1970:  19 Mar.:  No recommends for homosexuals. 

“There is much concern on the part of the brethren concerning the apparent increase in homosexuality and other deviations, and we call to your attention a program designed to assist those who are thus afflicted.  Two of the Council of the Twelve have been appointed to direct a program to help those who may be involved in these devastating patterns of behavior.

We urge that you be alert to this menace in your own area and see to it that you and your bishops keep the matter in mind when interviewing people for temple recommends, for missions and for other important responsibilities.

[Letter continues to speak of homosexuality]

(First Presidency Circular Letter, 19 Mar., 1970.  First Presidency Notebook)

4 Apr.:  No exaltation without fullness of the priesthood.

” What a glorious thing it is to know that the Lord has offered to each of us the fullness of the priesthood, and has promised us that if we will receive this priesthood and magnify our callings, we shall gain an everlasting inheritance with him in his kingdom! * * *

To prepare the way for the coming of Elijah and the restoration of the sealing power, because of which men may receive the fullness of the priesthood, John the Baptist came in May of 1829 and conferred upon Joseph and Oliver the Aaronic Priesthood. A short time later Peter, James, and John came and gave them the Melchizedek Priesthood.

Then on April 3, 1836, in the Kirtland Temple, Elijah the prophet returned and bestowed upon them the sealing power, the power to use the priesthood to bind on earth and seal in heaven.

Then in 1841 the Lord revealed to the Prophet that “the fullness of the priesthood” was available to men only in the temple in “a house” built to his name. (See D&C 124.) And in 1843 the Prophet said: “If a man gets a fullness of the priesthood of God he has to get it in the same way that Jesus Christ obtained it and that was by keeping all the commandments and obeying all the ordinances of the house of the Lord.” (D.H.C., Vol 5:244)

§ GIVEN DATA
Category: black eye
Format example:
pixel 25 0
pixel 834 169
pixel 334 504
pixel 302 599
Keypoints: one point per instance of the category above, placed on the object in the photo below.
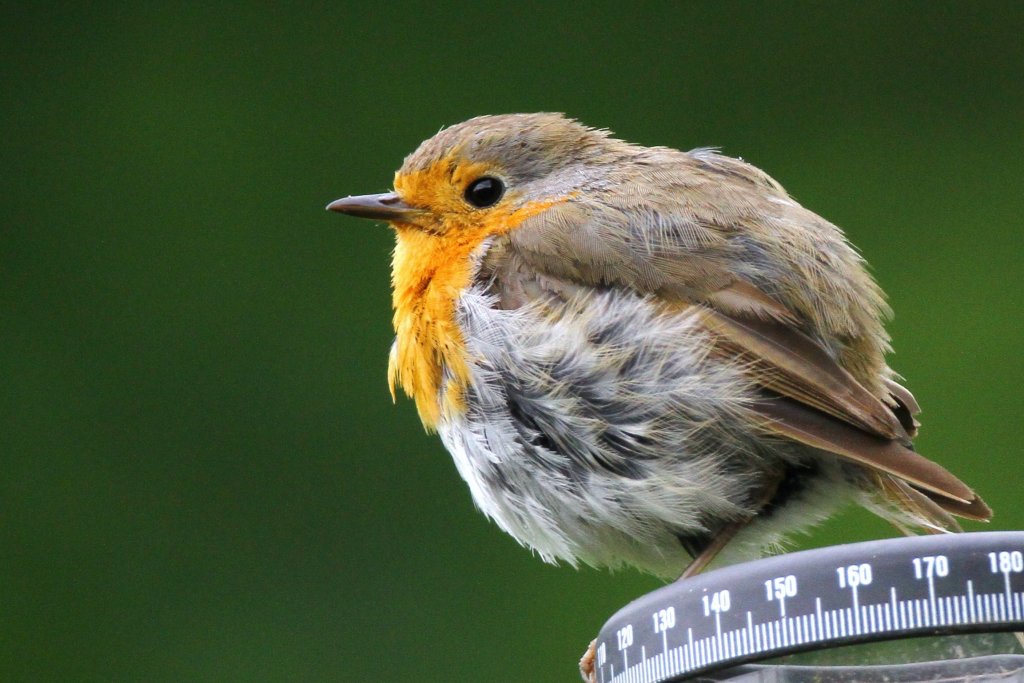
pixel 484 191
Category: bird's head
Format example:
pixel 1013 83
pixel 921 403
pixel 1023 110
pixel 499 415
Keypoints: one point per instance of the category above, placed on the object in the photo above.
pixel 486 175
pixel 468 183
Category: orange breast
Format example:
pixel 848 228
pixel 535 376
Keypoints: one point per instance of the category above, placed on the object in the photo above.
pixel 430 269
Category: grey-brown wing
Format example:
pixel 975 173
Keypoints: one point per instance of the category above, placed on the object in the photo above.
pixel 779 290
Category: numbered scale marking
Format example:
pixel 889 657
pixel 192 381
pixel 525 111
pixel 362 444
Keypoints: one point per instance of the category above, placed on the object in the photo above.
pixel 819 598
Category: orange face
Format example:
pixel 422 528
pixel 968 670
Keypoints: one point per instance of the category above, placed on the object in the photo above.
pixel 432 265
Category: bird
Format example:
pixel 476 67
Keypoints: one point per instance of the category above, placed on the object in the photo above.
pixel 643 356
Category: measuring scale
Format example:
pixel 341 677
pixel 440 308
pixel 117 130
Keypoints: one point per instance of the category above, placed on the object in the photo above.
pixel 879 590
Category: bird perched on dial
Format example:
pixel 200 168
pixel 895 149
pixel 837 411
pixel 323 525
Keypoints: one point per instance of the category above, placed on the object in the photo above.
pixel 645 356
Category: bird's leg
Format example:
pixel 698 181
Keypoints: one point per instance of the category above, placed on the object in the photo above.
pixel 729 531
pixel 721 540
pixel 701 560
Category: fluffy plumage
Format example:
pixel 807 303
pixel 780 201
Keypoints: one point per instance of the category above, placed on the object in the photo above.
pixel 637 351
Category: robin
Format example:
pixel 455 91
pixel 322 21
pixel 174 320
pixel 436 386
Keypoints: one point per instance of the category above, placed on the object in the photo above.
pixel 642 355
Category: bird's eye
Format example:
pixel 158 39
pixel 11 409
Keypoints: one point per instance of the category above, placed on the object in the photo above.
pixel 484 191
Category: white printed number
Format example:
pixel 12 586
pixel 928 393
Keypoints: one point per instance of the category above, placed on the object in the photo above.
pixel 625 636
pixel 1007 561
pixel 854 574
pixel 780 588
pixel 717 602
pixel 664 620
pixel 931 565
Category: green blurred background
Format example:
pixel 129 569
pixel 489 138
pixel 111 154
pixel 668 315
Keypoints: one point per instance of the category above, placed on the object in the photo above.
pixel 203 475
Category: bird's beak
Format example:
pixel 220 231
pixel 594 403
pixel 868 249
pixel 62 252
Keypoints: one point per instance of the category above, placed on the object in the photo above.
pixel 379 207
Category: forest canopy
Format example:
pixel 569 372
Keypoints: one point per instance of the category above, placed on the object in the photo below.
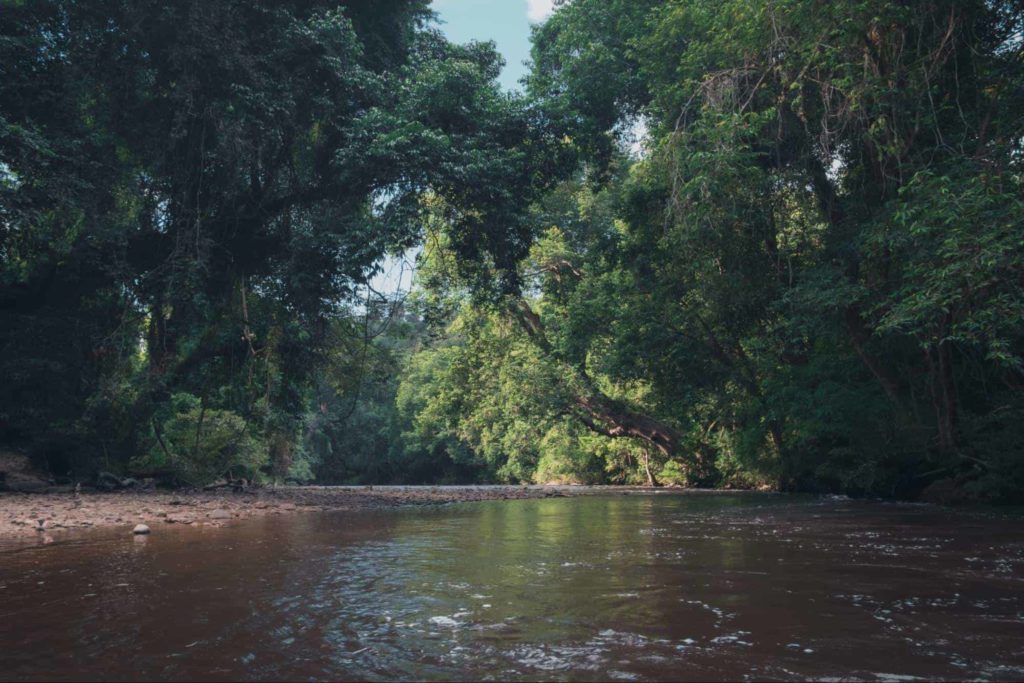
pixel 806 274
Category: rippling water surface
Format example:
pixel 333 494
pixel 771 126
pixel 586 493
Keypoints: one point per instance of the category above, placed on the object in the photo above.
pixel 665 587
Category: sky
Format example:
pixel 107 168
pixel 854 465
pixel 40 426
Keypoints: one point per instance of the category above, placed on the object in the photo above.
pixel 506 23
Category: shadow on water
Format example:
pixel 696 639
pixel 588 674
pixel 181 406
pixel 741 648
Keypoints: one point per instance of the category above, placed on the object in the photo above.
pixel 629 588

§ REQUIRED WORK
1. In the 1970 church chronology, on what date did Elijah bestow the sealing power in the Kirtland Temple?
2. Write what comes next in the 1970 church chronology, starting after the quoted 1843 statement.

§ RESPONSES PER TASK
1. April 3, 1836.

2.
Let me put this in a little different way. I do not care what office you hold in the Church—you may be an apostle, you may be a patriarch, a high priest or anything else—but you cannot receive the fullness of the priesthood and the fullness of eternal reward unless you receive the ordinances of the house of the Lord; and when you receive these ordinances, the door is then open so you can obtain all the blessings which any man can gain.

Do not think because someone has a higher office in the Church than you have that you are barred from receiving the fullness of the Lord’s blessings. You can have them sealed upon you as an elder if you are faithful; and when you receive them, and live faithfully and keep these covenants you then have all that any man can get. There is no exaltation in the kingdom of God without the fullness of the priesthood, and every man who receives the Melchizedek Priesthood does so with an oath and a covenant that he shall be exalted.”  (Joseph Fielding Smith, 4 Apr., 1970, IE 73[Jun., 1970]:65-66.  Note that this was Smith’s first address to the Priesthood since becoming President of the Church.) 

Jul.:  Standards of conduct around temples.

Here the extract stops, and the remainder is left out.